Brief a: From the records below, keep only the lines that contain the string "white", with case counting, and copy each of those lines.

Document extract:

= = =

Question

General solution of the equation $4\cos x-3\sec x=\tan x,(\cos x\ne 0)$ can be

• A. $x=n\pi +(-1{)}^n\alpha ,\alpha ={\sin }^{-1}\left(\frac{-1+\sqrt{17}}{8}\right),n\in Z$
• B. $x=n\pi +(-1{)}^n\alpha ,\alpha ={\sin }^{-1}\left(\frac{1+\sqrt{17}}{8}\right),n\in Z$
• C. $x=n\pi +(-1{)}^n\beta ,\beta ={\sin }^{-1}\left(\frac{1-\sqrt{17}}{8}\right),n\in Z$
• D. $x=n\pi +(-1{)}^n\beta ,\beta ={\sin }^{-1}\left(\frac{-1-\sqrt{17}}{8}\right),n\in Z$

Answer 1

Answer: (A), (D)

$x=n\pi +(-1{)}^n\beta ,\beta ={\sin }^{-1}\left(\frac{-1-\sqrt{17}}{8}\right),n\in Z$

$4\cos x-3\sec x=\tan x\Rightarrow 4\cos x-\frac{3}{\cos x}=\frac{\sin x}{\cos x}\Rightarrow 4{\cos }^{2}x-3=\sin x\Rightarrow 4(1-{\sin }^{2}x)-3=\sin x\Rightarrow 4{\sin }^{2}x+\sin x-1=0\Rightarrow \sin x=\frac{-1\pm \sqrt{17}}{8}$

If $\sin x=\frac{-1+\sqrt{17}}{8},$ then
$x=n\pi +(-1{)}^n\alpha ,\alpha ={\sin }^{-1}\left(\frac{-1+\sqrt{17}}{8}\right),n\in Z$

If $\sin x=\frac{-1-\sqrt{17}}{8},$ then
$x=n\pi +(-1{)}^n\beta ,\beta ={\sin }^{-1}\left(\frac{-1-\sqrt{17}}{8}\right),n\in Z$

= = =

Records
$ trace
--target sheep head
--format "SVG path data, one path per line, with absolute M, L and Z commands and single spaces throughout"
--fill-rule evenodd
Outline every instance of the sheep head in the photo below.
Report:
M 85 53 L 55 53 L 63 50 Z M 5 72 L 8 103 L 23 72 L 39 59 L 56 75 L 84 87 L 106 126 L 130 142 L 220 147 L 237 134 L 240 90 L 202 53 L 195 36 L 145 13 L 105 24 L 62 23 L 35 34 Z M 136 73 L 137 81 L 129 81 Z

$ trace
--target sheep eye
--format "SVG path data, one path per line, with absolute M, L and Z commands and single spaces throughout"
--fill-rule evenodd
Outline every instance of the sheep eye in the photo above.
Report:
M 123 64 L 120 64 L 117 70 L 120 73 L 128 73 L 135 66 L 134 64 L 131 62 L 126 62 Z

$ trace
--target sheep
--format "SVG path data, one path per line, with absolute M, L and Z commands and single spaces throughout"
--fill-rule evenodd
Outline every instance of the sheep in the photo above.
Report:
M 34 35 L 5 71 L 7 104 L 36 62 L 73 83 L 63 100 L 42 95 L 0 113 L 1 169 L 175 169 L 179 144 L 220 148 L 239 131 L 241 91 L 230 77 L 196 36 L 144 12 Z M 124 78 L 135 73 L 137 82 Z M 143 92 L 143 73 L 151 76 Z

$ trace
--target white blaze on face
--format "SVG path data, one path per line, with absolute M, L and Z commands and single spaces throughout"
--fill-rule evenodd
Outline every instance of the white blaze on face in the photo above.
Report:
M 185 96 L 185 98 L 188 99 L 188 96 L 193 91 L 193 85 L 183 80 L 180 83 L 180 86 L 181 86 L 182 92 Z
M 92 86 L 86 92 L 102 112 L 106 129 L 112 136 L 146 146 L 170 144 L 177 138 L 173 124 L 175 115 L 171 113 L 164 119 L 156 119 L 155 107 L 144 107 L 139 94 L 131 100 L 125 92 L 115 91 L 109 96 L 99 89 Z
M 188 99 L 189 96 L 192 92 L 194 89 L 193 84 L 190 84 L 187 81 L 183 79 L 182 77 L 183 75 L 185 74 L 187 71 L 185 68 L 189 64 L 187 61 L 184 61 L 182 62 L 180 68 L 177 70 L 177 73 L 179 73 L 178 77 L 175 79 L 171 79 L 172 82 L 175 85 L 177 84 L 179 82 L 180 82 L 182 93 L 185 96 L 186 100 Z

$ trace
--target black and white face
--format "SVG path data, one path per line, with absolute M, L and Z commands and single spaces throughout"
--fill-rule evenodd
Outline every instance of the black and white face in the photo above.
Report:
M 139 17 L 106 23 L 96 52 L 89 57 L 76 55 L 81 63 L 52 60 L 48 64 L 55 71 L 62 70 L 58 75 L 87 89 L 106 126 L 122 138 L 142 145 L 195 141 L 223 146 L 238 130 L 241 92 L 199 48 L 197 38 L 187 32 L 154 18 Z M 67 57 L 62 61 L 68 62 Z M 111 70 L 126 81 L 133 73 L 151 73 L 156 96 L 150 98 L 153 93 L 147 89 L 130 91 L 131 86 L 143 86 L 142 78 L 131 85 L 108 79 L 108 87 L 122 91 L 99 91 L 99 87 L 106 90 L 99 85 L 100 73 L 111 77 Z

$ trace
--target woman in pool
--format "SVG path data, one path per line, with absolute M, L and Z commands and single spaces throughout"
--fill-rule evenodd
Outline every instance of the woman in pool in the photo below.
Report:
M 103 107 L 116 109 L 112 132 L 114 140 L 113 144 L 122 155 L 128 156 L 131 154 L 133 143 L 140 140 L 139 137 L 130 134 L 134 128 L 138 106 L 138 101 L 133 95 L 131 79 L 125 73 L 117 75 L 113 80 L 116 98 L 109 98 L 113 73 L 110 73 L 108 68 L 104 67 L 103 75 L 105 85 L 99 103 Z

= = =

Brief b: Name every trigonometric function that appears in the equation stated in the trigonometry question above.

Task solution a:
--target white blaze on face
Outline every instance of the white blaze on face in the photo above.
--target black and white face
Outline every instance of the black and white face in the photo above.

Task solution b: cos x, sec x, tan x